··· Material shown
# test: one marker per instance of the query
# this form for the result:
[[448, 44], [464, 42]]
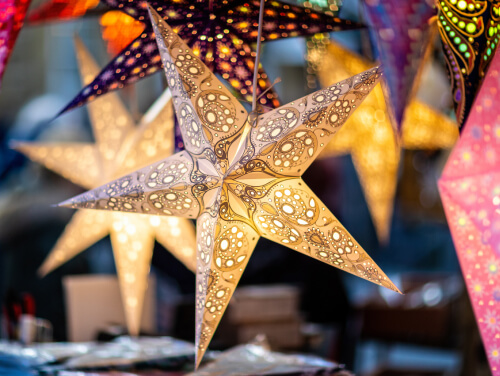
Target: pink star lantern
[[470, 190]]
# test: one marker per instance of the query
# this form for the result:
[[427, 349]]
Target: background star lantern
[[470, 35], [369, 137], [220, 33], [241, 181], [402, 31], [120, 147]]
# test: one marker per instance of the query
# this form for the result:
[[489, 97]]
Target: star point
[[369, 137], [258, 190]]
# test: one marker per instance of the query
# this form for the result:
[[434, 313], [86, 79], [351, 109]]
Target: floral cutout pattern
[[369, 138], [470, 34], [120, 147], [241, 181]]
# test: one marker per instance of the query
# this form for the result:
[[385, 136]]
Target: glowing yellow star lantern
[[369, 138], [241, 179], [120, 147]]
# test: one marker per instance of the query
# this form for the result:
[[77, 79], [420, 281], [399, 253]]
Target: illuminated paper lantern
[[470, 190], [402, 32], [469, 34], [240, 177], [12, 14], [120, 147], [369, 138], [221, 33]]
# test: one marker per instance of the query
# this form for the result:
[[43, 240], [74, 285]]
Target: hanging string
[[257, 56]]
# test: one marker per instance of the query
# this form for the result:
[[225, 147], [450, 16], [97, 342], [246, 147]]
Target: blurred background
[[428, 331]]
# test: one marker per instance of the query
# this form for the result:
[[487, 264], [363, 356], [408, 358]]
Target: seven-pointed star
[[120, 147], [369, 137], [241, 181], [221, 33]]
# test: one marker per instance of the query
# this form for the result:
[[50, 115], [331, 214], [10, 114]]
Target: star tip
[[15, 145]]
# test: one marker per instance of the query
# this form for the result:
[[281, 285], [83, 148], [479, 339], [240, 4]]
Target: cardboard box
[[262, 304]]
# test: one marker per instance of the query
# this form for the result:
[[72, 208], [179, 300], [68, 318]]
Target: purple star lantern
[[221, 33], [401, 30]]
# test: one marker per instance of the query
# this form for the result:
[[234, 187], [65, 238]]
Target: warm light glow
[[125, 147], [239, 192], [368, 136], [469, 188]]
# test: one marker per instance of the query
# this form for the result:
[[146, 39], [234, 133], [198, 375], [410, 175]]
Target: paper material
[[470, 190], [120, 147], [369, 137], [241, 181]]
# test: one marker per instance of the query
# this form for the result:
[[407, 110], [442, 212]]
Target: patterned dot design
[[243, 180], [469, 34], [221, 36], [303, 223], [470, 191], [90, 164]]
······
- Job: Pictures are excluded; copy all other data exactly as shown.

- Complete answer:
# test: one marker per instance of the query
# this form for the result:
[[448, 44], [464, 42]]
Target: pink star lantern
[[470, 190]]
# test: one marker per instance of the query
# this form for the result:
[[427, 349]]
Target: background star lantern
[[470, 35], [369, 137], [220, 33], [241, 181], [402, 31], [120, 147]]
# test: one marker per instance of the query
# this form for the result:
[[489, 97]]
Target: star point
[[369, 137], [258, 190]]
# test: one marker per instance of the query
# this form for the result:
[[434, 313], [86, 79], [351, 109]]
Target: floral cutout pattern
[[369, 138], [470, 34], [120, 147], [241, 181]]
# test: one marker per instance of the query
# this form for the result:
[[385, 136]]
Target: glowing yellow star lantern
[[369, 138], [241, 179], [120, 147]]
# test: one marker per instance of the query
# this form for the result:
[[77, 79], [420, 281], [399, 253]]
Target: illuminated paper lantern
[[470, 190], [402, 32], [469, 34], [240, 177], [12, 14], [120, 147], [369, 138], [221, 33]]
# test: one marker per instance of the query
# this form for the result:
[[43, 240], [74, 285]]
Target: hanging string
[[257, 56]]
# test: one marker per instance of the query
# this form for the result:
[[225, 147], [450, 16], [97, 342], [246, 147]]
Target: blurred background
[[428, 331]]
# test: one marker per instance of the query
# this form for the result:
[[487, 264], [363, 356], [408, 358]]
Target: seven-pointed star
[[120, 147], [369, 137], [241, 181], [221, 33]]
# test: one marker per instance of the query
# this form for the result:
[[50, 115], [331, 214], [10, 114]]
Target: star tip
[[15, 145]]
# test: one marker per instance of the query
# this form for the result:
[[281, 285], [83, 148], [479, 339], [240, 4]]
Target: cardboard box
[[262, 304]]
# test: one marker per instance of the query
# this form for the result:
[[72, 208], [179, 300], [68, 318]]
Target: purple star lantern
[[221, 33], [401, 30]]
# test: one marker per instance of the query
# this form for the result:
[[234, 187], [65, 238]]
Target: warm light glow
[[125, 147], [239, 192], [368, 136], [469, 188]]
# test: one marker per instance of the query
# this form for the result:
[[146, 39], [234, 133], [198, 375], [410, 175]]
Target: paper material
[[470, 190], [120, 147], [369, 137], [241, 181]]
# test: one marker per instance of the query
# this form for the result:
[[407, 110], [442, 212]]
Target: patterned dot design
[[243, 180], [469, 34], [221, 36], [303, 223], [470, 191], [90, 164]]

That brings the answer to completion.